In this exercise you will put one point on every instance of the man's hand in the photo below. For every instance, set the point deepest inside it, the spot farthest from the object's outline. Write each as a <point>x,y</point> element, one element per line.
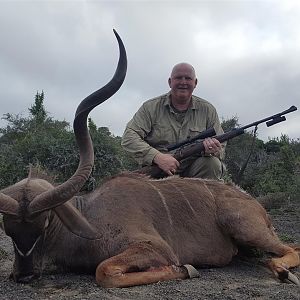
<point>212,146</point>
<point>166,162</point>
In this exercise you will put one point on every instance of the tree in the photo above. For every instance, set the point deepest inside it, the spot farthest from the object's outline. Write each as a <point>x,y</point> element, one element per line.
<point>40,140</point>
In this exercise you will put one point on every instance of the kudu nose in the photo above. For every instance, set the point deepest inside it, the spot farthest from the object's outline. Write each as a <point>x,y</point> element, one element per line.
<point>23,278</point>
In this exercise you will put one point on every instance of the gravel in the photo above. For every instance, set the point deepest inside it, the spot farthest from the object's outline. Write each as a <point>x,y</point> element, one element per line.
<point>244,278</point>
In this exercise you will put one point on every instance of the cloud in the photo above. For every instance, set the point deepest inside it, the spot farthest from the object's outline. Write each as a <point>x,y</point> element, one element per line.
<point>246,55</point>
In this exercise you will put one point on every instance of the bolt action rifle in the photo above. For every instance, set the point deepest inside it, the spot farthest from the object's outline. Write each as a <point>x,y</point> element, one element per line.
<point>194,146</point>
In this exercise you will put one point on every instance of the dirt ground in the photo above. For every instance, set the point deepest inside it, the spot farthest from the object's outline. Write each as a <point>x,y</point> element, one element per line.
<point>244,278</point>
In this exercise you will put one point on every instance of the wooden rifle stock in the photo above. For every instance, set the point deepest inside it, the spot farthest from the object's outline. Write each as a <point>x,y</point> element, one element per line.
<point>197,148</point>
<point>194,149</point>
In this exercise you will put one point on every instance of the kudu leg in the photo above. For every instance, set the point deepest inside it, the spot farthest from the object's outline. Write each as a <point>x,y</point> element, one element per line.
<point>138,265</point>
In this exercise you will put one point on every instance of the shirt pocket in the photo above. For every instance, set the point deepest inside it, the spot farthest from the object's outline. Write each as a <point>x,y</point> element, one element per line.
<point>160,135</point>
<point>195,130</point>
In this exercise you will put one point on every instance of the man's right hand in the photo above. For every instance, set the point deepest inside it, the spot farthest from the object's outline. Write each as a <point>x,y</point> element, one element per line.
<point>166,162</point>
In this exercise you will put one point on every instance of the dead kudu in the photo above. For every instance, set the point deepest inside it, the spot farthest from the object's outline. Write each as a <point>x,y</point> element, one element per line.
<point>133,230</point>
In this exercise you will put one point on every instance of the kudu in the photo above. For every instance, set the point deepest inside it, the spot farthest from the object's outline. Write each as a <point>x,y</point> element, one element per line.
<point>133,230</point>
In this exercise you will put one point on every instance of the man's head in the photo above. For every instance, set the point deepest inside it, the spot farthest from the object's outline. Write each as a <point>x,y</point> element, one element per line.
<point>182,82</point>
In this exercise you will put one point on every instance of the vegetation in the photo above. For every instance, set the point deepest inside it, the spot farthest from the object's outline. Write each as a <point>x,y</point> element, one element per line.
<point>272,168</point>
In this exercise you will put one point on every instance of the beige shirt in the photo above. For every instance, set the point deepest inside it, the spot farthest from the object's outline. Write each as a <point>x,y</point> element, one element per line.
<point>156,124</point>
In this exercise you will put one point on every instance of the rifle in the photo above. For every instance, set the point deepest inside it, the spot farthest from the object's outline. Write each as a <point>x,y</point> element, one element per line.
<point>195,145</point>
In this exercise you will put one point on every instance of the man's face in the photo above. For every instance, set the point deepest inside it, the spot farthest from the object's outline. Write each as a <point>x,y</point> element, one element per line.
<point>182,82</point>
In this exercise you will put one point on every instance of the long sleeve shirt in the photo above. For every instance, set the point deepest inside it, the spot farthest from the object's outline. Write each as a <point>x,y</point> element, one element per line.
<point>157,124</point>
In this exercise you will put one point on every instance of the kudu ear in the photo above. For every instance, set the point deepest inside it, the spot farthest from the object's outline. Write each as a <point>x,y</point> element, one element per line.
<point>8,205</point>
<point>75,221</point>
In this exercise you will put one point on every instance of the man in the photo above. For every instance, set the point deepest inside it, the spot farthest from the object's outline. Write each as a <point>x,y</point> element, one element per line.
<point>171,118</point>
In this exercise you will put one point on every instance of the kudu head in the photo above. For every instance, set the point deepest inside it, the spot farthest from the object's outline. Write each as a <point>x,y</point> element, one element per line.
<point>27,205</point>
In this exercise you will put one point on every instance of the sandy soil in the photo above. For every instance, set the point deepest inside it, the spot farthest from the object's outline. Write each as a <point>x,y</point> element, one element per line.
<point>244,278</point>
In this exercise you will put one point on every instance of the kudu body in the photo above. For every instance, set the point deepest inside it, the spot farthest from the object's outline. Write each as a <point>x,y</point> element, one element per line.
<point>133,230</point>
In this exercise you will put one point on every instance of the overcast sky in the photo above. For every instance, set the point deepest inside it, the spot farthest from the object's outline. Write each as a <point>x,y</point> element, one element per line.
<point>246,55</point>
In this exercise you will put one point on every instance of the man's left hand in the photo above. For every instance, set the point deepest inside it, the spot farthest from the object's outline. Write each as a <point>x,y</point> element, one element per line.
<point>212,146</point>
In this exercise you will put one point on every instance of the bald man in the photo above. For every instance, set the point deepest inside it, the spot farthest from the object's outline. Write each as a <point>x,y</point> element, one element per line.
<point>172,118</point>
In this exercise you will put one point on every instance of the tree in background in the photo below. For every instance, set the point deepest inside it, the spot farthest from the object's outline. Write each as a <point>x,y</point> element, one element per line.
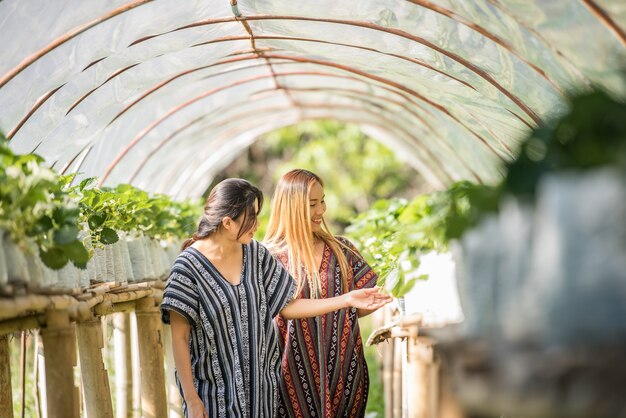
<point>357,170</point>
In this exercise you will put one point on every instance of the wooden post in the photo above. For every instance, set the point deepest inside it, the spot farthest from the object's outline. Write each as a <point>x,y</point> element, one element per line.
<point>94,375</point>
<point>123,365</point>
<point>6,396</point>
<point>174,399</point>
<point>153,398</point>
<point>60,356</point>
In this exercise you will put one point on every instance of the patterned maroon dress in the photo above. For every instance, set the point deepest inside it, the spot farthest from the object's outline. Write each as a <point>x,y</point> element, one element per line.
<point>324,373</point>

---

Switch "exercise" to "task" throughout all the lines and give them again with nothing else changed, leaving the pictures out.

# RESULT OF THE TASK
In this task you will put one point on every instance of the man's hand in the photo below. For every instance, set the point deepest inside it, the spot farthest from the object's outline. Write each as a <point>x,y</point> element, one element per line.
<point>212,146</point>
<point>166,162</point>
In this task you will put one point on every instance of the tree in the photo above. For every instance, set the point deepest inside it, the spot farthest from the object's outline. Write each as a <point>x,y</point> element, one element per line.
<point>40,140</point>
In this task you will put one point on every instance of the kudu nose in the photo above. For every instance, set the point deepest inside it, the spot farthest from the object's outline. Write each as a <point>x,y</point> element, one element per line.
<point>23,278</point>
In this task you will put one point on every instance of the gravel in the photo above. For every instance, set the point deepest inside it, the spot farthest from the object's outline. Write each as a <point>x,y</point> element, one element per line.
<point>244,278</point>
In this task you will put one point on every instance of the cloud in the photo above. For every instance, set the point deepest inside it, the spot farthest from the object's outline. Write each as a <point>x,y</point> element, one element per line.
<point>246,55</point>
In this task you will put one point on every instance of the bolt action rifle in the photo above. For every instance, set the point deepest inside it, the spot farthest from the object's outline. Write each as a <point>x,y</point> element, one element per line.
<point>194,146</point>
In this task you will put one point on every instance of the dirt ground in the photo above. For every instance, set the point deepest inside it, the spot farthest from the object's outline. Write each as a <point>x,y</point> element, one element per line.
<point>244,278</point>
In this task you will put one point on every instance of the wooden rifle stock in the photo above. For every instance, set the point deepest inside it, the spot farthest from the object's outline. Write each as a <point>x,y</point> element, one element per line.
<point>197,148</point>
<point>194,149</point>
In this task you will put one point on every instance of the kudu leg in the photo above. For every instance, set the point deepest inside it, the spot farthest from the object's outline. Write each as a <point>x,y</point> element, one element per line.
<point>138,265</point>
In this task you will put one point on every instance of the shirt pocket in the photo above. For every instance, set the point deepest inside it, the spot farthest from the object's outline. Write each as a <point>x,y</point> element, one element per line.
<point>160,135</point>
<point>195,130</point>
In this task you will put one point on every instance of the man's right hand in the photo above. For every instance, set the point deepest inside it, the spot farthest from the object's outline. Write each as a <point>x,y</point> element, one element per line.
<point>166,162</point>
In this task you will put one point on every instance of the dead kudu in the photo above. For every instance, set the point deepest inside it, the spot farthest from the object's outline. Write each as a <point>x,y</point> element, one element per line.
<point>133,230</point>
In this task you will put one point on every instance of the kudu in the photo above. For every instance, set the point deepest inside it, the spot farthest from the object's outline. Write each as a <point>x,y</point> element, one element per line.
<point>133,230</point>
In this task you will put one point on every instance of the man's head in the photo above. For every instance, set the point deepest inside it, the spot farthest from the object's outline. Write each as a <point>x,y</point> element, one element per line.
<point>182,82</point>
In this task you will put one point on every instance of the vegetation in the photo above. For every instance, set the point deepest inside it, the spot farthest from the object's outline. Write each as a <point>x,y</point> element, one element per line.
<point>272,168</point>
In this task you will put one point on every instance of the beige shirt in the photo above. For every instance, set the point deepest inside it, the spot farthest from the object's outline. Write each as a <point>x,y</point> element, one element per line.
<point>156,124</point>
In this task you will put one point on every instance of the rifle in the photo above. For every instance, set the point deepest inside it, the spot farthest from the object's outline. Write each as a <point>x,y</point> element, one element per line.
<point>195,145</point>
In this task you will put one point on every instance of the man's face in the photo above. For every instance, set the point deepest inside it, the spot farthest from the object's outline. Write each as a <point>x,y</point> element, one element per line.
<point>182,82</point>
In this task you will put one point on every instance of the long sleeve shirt in the photo above. For every instance, set the point deepest inside it, the spot farthest from the object's outline. Write each as a <point>x,y</point> element, one element per line.
<point>157,124</point>
In this task you will put one point on every instance of the kudu ear in the photo above. For every instance, set the point deepest inside it, the spot farthest from the object's outline. Write each as a <point>x,y</point> element, one element per line.
<point>8,205</point>
<point>75,221</point>
In this task you will put one point on every instance of the man in the photo above. For every instance, set the point deepest inside it, the spot farthest from the object's outline. Write each as a <point>x,y</point> element, one element per line.
<point>171,118</point>
In this task you will put one point on every instance of the kudu head in the photo above. For every instance, set the point deepest inside it, the spot farthest from the object's outline. Write each as a <point>x,y</point> element, one element per line.
<point>27,205</point>
In this task you will put one point on every instance of the sandy soil in the photo above. For every instance, set the point deepest inside it, the spot farthest from the object's outline. Write each as a <point>x,y</point> element, one element per line.
<point>244,278</point>
In this task you will put one point on every instance of the kudu body in the photo above. For every instance, set the point deepest inside it, the spot farthest from the object's outline. Write each as a <point>x,y</point> element, one element per line.
<point>133,230</point>
In this task you will put one point on every instance of the overcast sky in the photo above. For every instance, set the point deepest inside it, the spot farthest from the object's outline. Write each as a <point>x,y</point> element, one element per line.
<point>246,55</point>
In this task you will put one point on every instance of the man's left hand in the photo above. For every instance, set the point deepest inside it, the spot farthest from the object's outline. Write each as a <point>x,y</point> element, one element per line.
<point>212,146</point>
In this task you will put one point on every instance of the bald man in the photo above. For every instance, set the point deepest inside it, the spot farthest from the object's outline. Write each as a <point>x,y</point> element, one element per line.
<point>172,118</point>
In this task you will put one point on every instance of the tree in background in the photo below. For every instance, set the point deepest inside it, the spot farthest from the object's outline. Write each as a <point>x,y</point> element, one element per line.
<point>357,170</point>
In this task you will put one point on every instance of the wooden post in the photo above. For every instance, set the point deepest inside it, the spot farthest from the object's outline. Write each as a <point>x,y</point> element, one element per line.
<point>94,375</point>
<point>123,365</point>
<point>6,396</point>
<point>174,399</point>
<point>153,398</point>
<point>60,356</point>
In this task you will put one point on every instance of the patterned maroon dress in the photo above. For every instance, set the point deepest inside it, the spot farthest from the object's outline. Write each as a <point>x,y</point> element, one element per line.
<point>324,373</point>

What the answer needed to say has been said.